WHAT THE TASK ASKS: From the records below, copy exactly every line from the one containing "Could you find the bridge deck" up to and including the one containing "[0,333,1000,625]".

DATASET ENTRIES:
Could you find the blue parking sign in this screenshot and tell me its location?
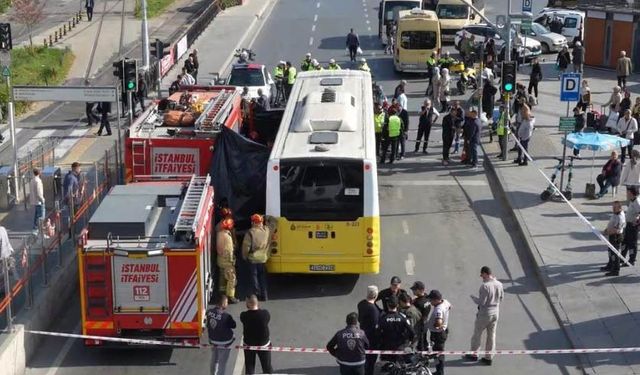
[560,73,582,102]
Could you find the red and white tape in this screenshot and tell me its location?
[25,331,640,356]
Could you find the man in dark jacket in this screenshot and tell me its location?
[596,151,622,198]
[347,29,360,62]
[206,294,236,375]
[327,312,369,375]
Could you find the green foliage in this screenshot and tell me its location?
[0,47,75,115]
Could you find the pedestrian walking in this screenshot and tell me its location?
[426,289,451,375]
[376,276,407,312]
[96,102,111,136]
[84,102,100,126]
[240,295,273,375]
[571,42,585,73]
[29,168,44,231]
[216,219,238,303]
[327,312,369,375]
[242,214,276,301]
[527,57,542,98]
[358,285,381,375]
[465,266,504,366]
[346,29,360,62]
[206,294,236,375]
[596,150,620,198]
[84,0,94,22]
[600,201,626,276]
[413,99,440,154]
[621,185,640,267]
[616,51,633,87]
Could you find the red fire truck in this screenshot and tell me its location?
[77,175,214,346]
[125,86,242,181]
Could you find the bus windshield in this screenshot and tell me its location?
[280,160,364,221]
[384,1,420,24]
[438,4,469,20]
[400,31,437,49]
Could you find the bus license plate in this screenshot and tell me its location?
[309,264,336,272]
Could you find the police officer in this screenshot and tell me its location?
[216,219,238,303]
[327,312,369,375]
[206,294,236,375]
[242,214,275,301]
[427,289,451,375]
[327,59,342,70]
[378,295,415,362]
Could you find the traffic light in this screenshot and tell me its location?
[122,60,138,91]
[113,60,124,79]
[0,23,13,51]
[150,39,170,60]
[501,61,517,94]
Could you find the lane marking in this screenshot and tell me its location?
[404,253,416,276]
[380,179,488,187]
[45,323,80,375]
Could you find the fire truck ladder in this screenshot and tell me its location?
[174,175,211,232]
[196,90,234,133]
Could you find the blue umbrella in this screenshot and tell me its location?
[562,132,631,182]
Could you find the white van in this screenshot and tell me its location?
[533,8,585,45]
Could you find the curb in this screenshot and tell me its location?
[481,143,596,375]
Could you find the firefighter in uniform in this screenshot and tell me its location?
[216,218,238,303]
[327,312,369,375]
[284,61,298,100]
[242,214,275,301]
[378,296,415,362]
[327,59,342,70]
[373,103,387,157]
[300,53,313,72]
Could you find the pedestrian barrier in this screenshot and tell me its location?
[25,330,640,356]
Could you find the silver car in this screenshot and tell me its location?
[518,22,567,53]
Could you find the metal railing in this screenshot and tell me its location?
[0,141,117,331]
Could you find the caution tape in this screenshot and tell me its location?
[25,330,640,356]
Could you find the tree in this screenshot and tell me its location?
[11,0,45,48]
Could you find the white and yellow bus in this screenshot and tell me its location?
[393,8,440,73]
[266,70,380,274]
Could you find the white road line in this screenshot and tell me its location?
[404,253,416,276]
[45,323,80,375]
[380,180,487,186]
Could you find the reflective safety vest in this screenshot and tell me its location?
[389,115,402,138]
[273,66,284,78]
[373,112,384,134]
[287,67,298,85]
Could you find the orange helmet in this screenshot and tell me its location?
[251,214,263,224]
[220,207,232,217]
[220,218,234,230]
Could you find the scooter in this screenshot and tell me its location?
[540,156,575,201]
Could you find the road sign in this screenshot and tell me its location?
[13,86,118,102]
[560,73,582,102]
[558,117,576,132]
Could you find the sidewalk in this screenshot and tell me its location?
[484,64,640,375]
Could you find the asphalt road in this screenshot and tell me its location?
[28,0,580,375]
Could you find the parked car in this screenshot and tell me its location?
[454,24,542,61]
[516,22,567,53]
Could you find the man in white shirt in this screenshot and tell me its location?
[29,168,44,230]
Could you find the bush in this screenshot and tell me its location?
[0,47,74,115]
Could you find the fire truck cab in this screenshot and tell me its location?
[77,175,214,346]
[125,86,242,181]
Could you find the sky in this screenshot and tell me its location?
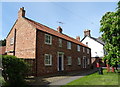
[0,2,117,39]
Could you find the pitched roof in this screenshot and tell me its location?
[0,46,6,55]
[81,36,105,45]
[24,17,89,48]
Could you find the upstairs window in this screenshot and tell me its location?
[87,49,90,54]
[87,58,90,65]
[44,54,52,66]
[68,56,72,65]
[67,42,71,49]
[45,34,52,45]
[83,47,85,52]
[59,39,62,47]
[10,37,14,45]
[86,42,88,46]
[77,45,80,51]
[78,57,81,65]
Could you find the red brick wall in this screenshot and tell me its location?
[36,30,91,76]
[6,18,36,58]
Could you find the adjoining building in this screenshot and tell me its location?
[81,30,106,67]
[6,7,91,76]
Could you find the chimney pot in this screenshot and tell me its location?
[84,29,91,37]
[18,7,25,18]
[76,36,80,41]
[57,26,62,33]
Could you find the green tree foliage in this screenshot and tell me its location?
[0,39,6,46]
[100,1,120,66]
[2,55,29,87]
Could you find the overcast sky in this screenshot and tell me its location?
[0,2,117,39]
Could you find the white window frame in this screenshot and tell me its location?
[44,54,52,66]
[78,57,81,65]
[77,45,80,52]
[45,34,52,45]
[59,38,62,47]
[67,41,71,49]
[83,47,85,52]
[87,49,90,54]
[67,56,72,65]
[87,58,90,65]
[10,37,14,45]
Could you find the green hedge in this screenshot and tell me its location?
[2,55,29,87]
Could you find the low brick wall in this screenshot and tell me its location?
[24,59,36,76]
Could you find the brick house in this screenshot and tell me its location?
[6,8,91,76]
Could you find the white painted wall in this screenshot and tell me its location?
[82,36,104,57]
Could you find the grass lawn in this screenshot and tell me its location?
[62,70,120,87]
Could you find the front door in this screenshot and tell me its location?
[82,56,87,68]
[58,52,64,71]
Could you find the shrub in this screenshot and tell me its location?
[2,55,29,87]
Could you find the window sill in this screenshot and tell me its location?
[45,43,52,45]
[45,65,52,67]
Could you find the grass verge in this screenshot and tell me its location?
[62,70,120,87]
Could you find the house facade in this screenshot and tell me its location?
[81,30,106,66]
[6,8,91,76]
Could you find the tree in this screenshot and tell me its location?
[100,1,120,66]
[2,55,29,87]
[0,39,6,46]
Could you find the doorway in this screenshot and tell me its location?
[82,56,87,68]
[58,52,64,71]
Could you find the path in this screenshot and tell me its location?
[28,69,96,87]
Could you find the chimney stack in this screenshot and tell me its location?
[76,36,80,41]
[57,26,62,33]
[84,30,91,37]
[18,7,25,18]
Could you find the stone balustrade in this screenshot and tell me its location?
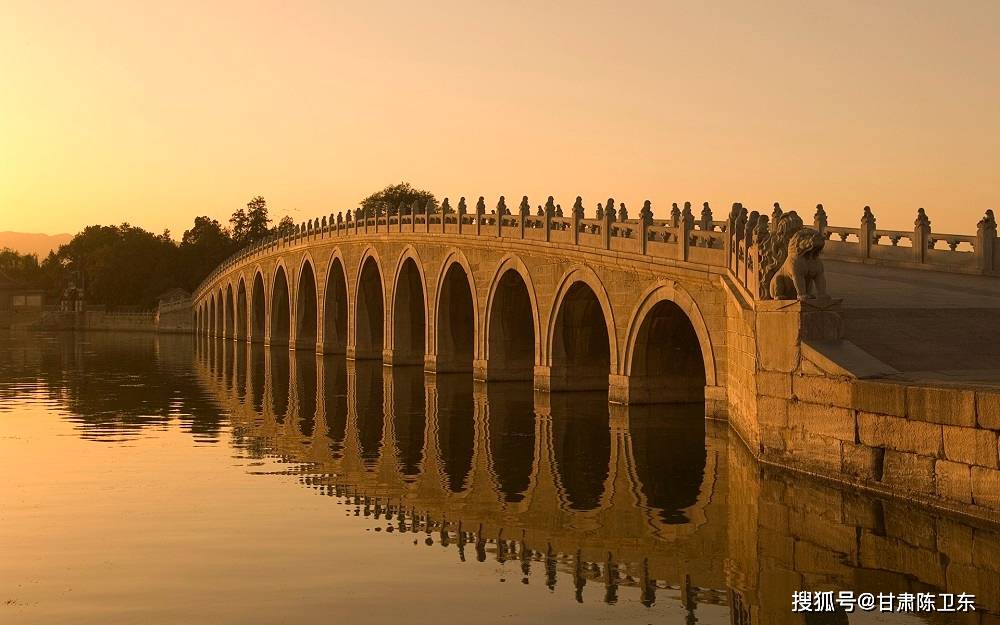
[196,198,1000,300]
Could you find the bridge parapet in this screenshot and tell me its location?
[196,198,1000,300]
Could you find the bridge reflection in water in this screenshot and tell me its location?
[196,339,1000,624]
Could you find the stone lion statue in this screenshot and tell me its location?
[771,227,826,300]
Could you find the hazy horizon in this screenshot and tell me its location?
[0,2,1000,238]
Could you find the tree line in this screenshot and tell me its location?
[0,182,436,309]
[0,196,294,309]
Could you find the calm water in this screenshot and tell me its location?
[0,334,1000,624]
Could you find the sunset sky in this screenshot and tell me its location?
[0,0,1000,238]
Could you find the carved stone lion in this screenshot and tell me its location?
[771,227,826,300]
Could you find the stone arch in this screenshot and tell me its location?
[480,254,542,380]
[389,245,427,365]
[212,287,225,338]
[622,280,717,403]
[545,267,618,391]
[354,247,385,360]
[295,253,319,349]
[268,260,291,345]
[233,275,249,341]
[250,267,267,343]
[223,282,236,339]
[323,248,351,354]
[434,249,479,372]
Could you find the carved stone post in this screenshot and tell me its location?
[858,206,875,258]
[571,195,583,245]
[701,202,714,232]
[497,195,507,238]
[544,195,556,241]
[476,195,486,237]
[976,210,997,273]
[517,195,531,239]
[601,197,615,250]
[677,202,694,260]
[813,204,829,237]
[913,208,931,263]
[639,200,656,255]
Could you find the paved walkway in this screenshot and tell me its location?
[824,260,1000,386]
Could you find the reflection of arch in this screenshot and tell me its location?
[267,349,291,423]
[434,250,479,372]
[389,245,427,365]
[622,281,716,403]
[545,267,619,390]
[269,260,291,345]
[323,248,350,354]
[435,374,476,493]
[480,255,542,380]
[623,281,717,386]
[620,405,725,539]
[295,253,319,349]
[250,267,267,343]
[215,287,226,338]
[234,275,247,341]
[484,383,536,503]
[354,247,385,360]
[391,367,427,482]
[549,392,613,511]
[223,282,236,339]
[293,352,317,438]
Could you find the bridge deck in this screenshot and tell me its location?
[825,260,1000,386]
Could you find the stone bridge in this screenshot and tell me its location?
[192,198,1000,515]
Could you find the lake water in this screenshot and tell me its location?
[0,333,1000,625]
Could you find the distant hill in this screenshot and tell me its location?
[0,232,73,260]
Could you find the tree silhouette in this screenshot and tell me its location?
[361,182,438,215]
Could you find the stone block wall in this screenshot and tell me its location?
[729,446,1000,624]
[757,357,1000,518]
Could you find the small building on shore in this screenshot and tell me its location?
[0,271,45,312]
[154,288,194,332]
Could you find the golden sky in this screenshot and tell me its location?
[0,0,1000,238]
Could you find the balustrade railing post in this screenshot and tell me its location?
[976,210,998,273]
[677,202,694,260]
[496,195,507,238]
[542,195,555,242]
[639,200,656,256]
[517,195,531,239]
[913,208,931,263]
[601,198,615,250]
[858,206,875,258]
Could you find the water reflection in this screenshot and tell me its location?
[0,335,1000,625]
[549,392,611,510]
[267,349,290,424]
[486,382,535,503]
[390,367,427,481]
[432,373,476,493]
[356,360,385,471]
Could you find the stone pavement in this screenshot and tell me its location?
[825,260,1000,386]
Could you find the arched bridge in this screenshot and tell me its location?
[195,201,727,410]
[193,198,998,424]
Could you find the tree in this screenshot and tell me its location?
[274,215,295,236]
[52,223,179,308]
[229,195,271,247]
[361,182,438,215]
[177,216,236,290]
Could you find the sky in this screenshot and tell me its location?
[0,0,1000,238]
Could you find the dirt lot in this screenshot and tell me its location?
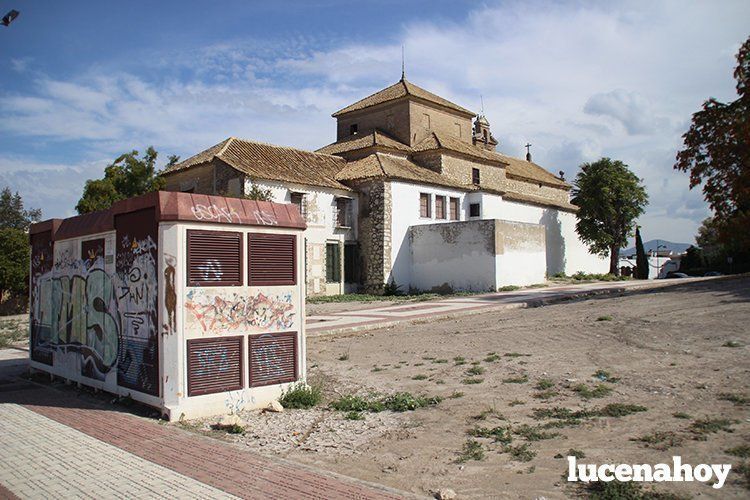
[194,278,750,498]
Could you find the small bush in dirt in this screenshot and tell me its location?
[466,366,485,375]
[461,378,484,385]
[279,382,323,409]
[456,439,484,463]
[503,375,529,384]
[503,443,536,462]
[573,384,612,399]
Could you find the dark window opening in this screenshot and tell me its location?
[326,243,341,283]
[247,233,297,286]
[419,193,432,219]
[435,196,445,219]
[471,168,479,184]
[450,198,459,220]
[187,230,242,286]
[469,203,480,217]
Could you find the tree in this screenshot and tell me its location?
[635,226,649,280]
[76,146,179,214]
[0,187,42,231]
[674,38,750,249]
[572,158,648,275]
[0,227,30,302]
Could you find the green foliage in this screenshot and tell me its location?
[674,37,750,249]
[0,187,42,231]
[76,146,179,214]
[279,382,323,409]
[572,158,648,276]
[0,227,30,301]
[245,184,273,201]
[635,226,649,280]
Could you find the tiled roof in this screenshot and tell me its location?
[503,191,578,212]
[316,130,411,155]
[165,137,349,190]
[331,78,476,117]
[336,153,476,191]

COMPLETED EXERCISE:
Could you find the bridge deck in this screenshot and tell me its location?
[825,260,1000,386]
Could you find the stone bridge in this screenshot and tell me its location?
[192,198,1000,515]
Could you find the lake water in this screenshot and tell me its location?
[0,333,1000,625]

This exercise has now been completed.